(What is needed):
Reproduce the lines below verbatim, changing nothing.

* * * * * * *

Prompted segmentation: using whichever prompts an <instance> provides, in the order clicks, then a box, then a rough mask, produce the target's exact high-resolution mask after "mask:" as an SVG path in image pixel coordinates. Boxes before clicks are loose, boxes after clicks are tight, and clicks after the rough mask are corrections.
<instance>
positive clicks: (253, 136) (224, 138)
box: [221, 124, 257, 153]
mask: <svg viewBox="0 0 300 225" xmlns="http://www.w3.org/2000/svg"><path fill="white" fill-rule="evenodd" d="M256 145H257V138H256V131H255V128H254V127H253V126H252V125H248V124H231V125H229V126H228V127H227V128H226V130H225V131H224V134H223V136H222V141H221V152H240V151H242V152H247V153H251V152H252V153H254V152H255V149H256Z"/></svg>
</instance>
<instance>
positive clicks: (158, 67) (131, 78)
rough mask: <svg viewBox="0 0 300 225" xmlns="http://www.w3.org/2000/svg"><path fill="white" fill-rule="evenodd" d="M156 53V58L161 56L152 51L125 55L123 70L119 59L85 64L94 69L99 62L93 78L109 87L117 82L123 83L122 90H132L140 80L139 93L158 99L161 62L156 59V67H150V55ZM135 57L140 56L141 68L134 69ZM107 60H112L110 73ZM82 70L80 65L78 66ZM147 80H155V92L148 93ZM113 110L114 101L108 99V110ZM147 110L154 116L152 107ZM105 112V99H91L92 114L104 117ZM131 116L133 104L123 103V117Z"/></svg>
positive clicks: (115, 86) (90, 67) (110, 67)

* * * * * * *

(Solution to this exercise):
Prompted segmentation: using whichever prompts an <instance> provides, in the order clicks, then a box, then a rough mask, produce the target's exact high-resolution mask after "mask:" as an SVG path in image pixel coordinates. Boxes before clicks are loose, boxes after clicks are tight, and clicks after the rough mask are corrections.
<instance>
positive clicks: (253, 136) (224, 138)
box: [221, 124, 257, 153]
mask: <svg viewBox="0 0 300 225" xmlns="http://www.w3.org/2000/svg"><path fill="white" fill-rule="evenodd" d="M256 145H257V138H256V131H255V128H254V127H253V126H252V125H248V124H231V125H229V126H228V127H227V128H226V130H225V131H224V134H223V136H222V141H221V152H240V151H242V152H247V153H251V152H252V153H254V152H255V149H256Z"/></svg>
</instance>
<instance>
positive clicks: (158, 67) (131, 78)
rough mask: <svg viewBox="0 0 300 225" xmlns="http://www.w3.org/2000/svg"><path fill="white" fill-rule="evenodd" d="M156 53V58L161 56L152 51L125 55L123 70L119 59L85 64L94 69L99 62L93 78L109 87L117 82L123 83L122 90H132L140 80L139 93L158 99L161 62L156 59V67H150V55ZM135 57L140 56L141 68L134 69ZM107 60H112L110 73ZM82 70L80 65L78 66ZM147 80H155V92L148 93ZM113 110L114 101L108 99V110ZM147 110L154 116L152 107ZM105 112V99H91L92 114L104 117ZM131 116L133 104L123 103V117Z"/></svg>
positive clicks: (115, 86) (90, 67) (110, 67)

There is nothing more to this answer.